What you will do »
A. Using the text on counting orthogonal circulant matrices, mark each statement yes or no and quote the deciding words: (i) two vectors are orthogonal exactly when their xor has n/2 bits set; (ii) the code uses Lyndon words as its normal form; (iii) duplicates are avoided during the discovery process.
B. Carry on the text about counting orthogonal circulant matrices past its last sentence.

Text passage »
Counting orthogonal circulant matrices
OCaml, 1588 (n = 36)
This solution uses the usual bit pattern approach to represent vectors of -1s and 1s. The scalar product is as usual calculated by taking the xor of two bit vectors and subtracting n/2. Vectors are orthogonal iff their xor has exactly n/2 bits set.
Lyndon words are not per se useful as a normalized representation for this, as they exclude any pattern that is a rotation of itself. They are also relatively expensive to compute. Therefore, this code uses a somewhat simpler normal form, which requires that the longest consecutive sequence of zeroes after rotation (or one of them, if there are multiples) must occupy the most significant bits. It follows that the least significant bit is always 1.
Observe also that any candidate vector must have at least n/4 ones (and at most 3n/4). We therefore only consider vectors with n/4 ... n/2 bits set, since we can derive others via complement and rotation (in practice, all such vectors seem to have between n/2-2 and n/2+2 ones, but that seems to also be difficult to prove).
We build these normal forms from the least significant bit up, observing the constraint that any remaining runs of zeroes (called "gaps" in the code) must follow our normal form requirement. In particular, as long as at least one more 1-bit has to be placed, there must be room for the current gap and another than that is at least as big as the current gap or any other gap observed so far.
We also observe that the list of results is small. Therefore, we do not try to avoid duplicates during the discovery process, but simply record the results in per-worker sets and calculate the union of these sets at the end.

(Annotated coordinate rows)
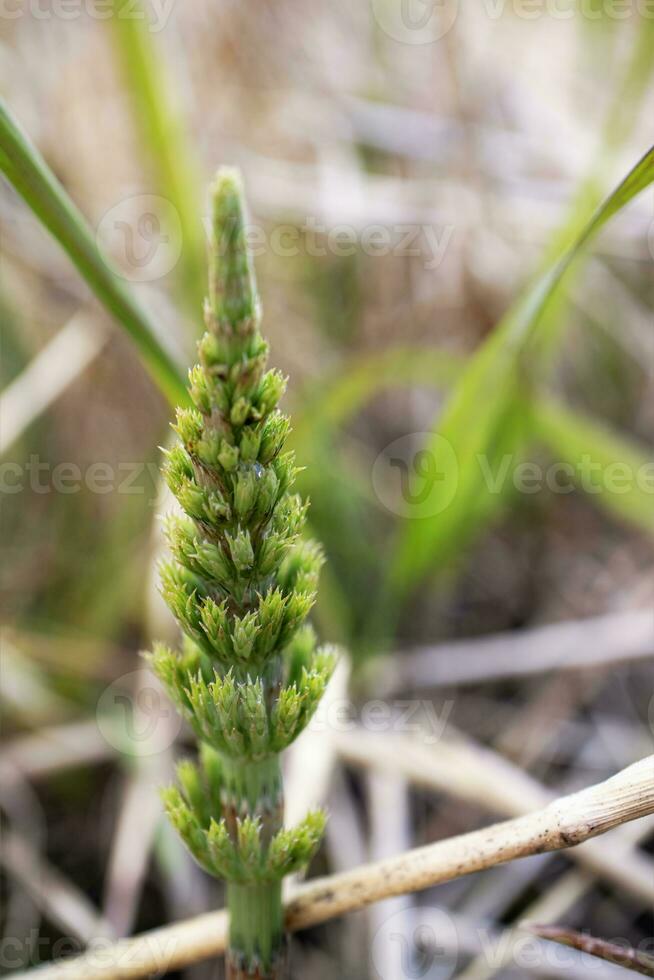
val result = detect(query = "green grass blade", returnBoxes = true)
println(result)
[532,399,654,535]
[389,147,654,595]
[107,0,206,329]
[291,346,463,454]
[0,100,188,405]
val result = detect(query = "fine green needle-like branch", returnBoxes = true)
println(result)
[151,170,335,980]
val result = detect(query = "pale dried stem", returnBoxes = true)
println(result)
[16,756,654,980]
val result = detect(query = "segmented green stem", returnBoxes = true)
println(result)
[151,171,335,980]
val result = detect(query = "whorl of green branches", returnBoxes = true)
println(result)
[151,170,335,965]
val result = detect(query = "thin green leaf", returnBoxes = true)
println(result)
[390,147,654,594]
[107,0,205,325]
[0,100,188,405]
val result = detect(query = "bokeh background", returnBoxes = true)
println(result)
[0,0,654,980]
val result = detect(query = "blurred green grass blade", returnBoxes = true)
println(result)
[291,347,463,453]
[389,147,654,595]
[0,100,188,405]
[107,0,205,327]
[532,399,654,535]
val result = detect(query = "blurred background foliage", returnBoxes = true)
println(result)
[0,0,654,976]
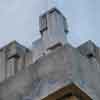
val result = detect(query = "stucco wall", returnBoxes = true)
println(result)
[0,45,100,100]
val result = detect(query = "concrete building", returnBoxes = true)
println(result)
[33,8,68,62]
[0,41,32,82]
[0,8,100,100]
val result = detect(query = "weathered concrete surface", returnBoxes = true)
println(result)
[0,41,32,82]
[0,44,100,100]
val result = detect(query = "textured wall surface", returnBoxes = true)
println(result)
[0,44,100,100]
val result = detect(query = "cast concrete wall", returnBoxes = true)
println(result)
[0,45,100,100]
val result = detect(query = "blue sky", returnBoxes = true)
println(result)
[0,0,100,47]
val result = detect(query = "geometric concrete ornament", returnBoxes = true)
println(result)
[42,83,92,100]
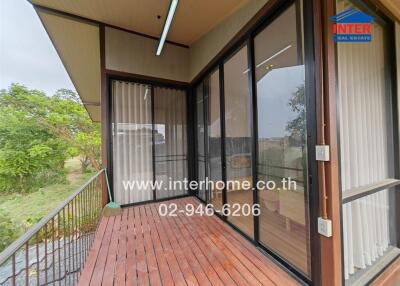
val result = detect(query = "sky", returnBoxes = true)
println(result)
[0,0,75,95]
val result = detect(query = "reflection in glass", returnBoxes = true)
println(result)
[224,46,254,237]
[196,83,206,201]
[254,5,310,275]
[204,70,222,209]
[153,87,188,199]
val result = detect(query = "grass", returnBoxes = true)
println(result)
[0,158,93,228]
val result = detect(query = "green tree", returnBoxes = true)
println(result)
[0,84,101,192]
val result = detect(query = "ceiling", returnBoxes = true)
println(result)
[31,0,250,45]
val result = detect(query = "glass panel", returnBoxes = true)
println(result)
[254,5,310,276]
[224,46,254,237]
[154,87,188,199]
[205,70,222,209]
[112,81,153,205]
[196,83,206,200]
[336,0,397,281]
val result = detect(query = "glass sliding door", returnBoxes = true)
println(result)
[153,87,188,199]
[254,4,310,276]
[204,70,223,210]
[336,0,400,285]
[224,45,254,237]
[112,81,153,205]
[111,80,188,205]
[196,83,207,201]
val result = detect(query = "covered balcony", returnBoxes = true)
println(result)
[0,0,400,286]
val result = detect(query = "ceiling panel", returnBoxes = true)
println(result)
[32,0,250,45]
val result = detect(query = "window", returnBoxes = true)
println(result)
[204,70,223,209]
[196,83,207,201]
[224,46,254,237]
[337,0,400,284]
[254,1,310,275]
[154,87,188,199]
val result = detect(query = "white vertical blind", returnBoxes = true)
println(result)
[154,87,188,199]
[338,4,390,279]
[112,81,153,205]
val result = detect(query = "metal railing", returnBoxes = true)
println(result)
[0,170,105,285]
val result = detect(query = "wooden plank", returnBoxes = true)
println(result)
[145,205,186,286]
[170,201,248,285]
[133,207,150,285]
[79,198,297,286]
[175,201,261,286]
[151,204,199,285]
[186,198,293,285]
[89,217,115,286]
[138,206,164,285]
[125,208,138,286]
[115,209,129,286]
[155,201,211,285]
[78,217,109,286]
[164,204,223,285]
[102,215,121,286]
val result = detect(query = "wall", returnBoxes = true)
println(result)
[106,0,268,82]
[395,22,400,105]
[190,0,268,80]
[105,27,189,82]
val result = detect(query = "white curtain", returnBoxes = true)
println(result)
[112,81,153,205]
[338,1,390,279]
[154,87,188,199]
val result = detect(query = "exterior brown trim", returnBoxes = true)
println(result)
[99,25,111,205]
[31,3,189,49]
[371,258,400,286]
[313,0,342,286]
[190,0,283,85]
[105,69,189,88]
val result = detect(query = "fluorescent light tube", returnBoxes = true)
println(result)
[156,0,178,56]
[256,45,292,68]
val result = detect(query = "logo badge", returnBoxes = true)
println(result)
[331,8,373,43]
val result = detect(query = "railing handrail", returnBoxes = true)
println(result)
[0,169,104,265]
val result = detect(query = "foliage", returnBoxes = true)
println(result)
[0,84,100,192]
[286,84,306,145]
[0,211,23,251]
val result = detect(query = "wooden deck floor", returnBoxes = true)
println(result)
[79,198,298,286]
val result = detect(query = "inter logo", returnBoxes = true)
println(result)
[331,8,373,42]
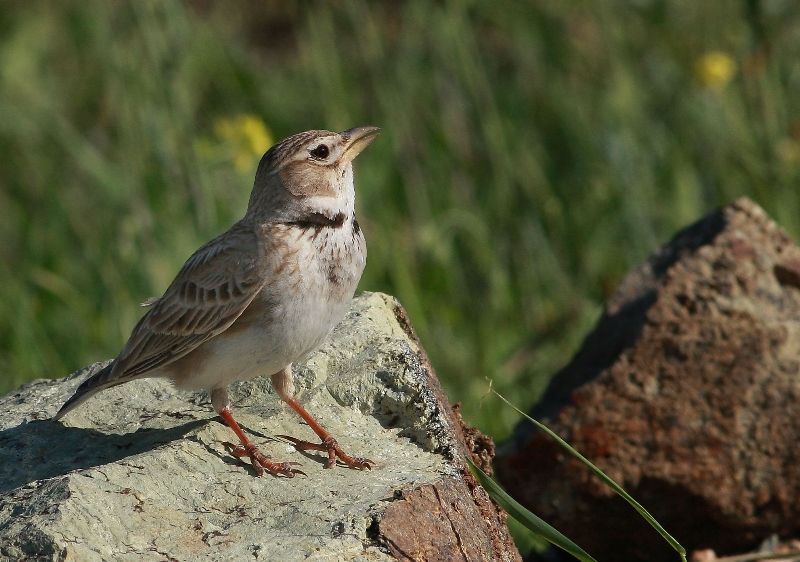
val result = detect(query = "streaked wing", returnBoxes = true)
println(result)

Expected outputs »
A.
(i) Yes: "Vectors are orthogonal iff their xor has exactly n/2 bits set."
(ii) No: "Therefore, this code uses a somewhat simpler normal form"
(iii) No: "we do not try to avoid duplicates during the discovery process"

B.
It is worth noting that the runtime cost of the algorithm still grows exponentially and at a rate that is comparable to that of the brute-force version; what this buys us is essentially a reduction by a constant factor, and comes at the cost of an algorithm that is more difficult to parallelize than the brute-force version.
Output for n up to 40:
4: 12
8: 40
12: 144
16: 128
20: 80
24: 192
28: 560
32: 0
36: 432
40: 640
The program is written in OCaml, to be compiled with:
ocamlopt -inline 100 -nodynlink -o orthcirc unix.cmxa bigarray.cmxa orthcirc.ml
Run ./orthcirc -help to see what options the program supports.
On architectures that support it, -fno-PIC may offer some small additional performance gain.
This is written for OCaml 4.02.3, but may also work with older versions (as long as they aren't too old).
UPDATE: This new version offers better parallelization. Note that it uses p * (n/4 + 1) worker threads per instance of the problem, and some of them will still run considerably shorter than others. The value of p must be a power of 2. The speedup on 4-8 cores is minimal (perhaps around 10%), but it scales better to a large number of cores for large n.
let max_n = ref 40
let min_n = ref 4
let seq_mode = ref false
let show_res = ref false
let fanout = ref 8
let bitcount16 n =
let b2 n = match n land 3 with 0 -> 0 | 1 | 2 -> 1 | _ -> 2 in
let b4 n = (b2 n) + (b2 (n lsr 2)) in
let b8 n = (b4 n) + (b4 (n lsr 4)) in
(b8 n) + (b8 (n lsr 8))
let bitcount_data =
let open Bigarray in
let tmp = Array1.create int8_signed c_layout 65536 in
for i = 0 to 65535 do
Array1.set tmp i (bitcount16 i)
done;
tmp
let bitcount n =
let open Bigarray in
let bc n = Array1.unsafe_get bitcount_data (n land 65535) in
(bc n) + (bc (n lsr 16)) + (bc (n lsr 32)) + (bc (n lsr 48))
module IntSet = Set.Make (struct
type t = int
let compare = Pervasives.compare
end)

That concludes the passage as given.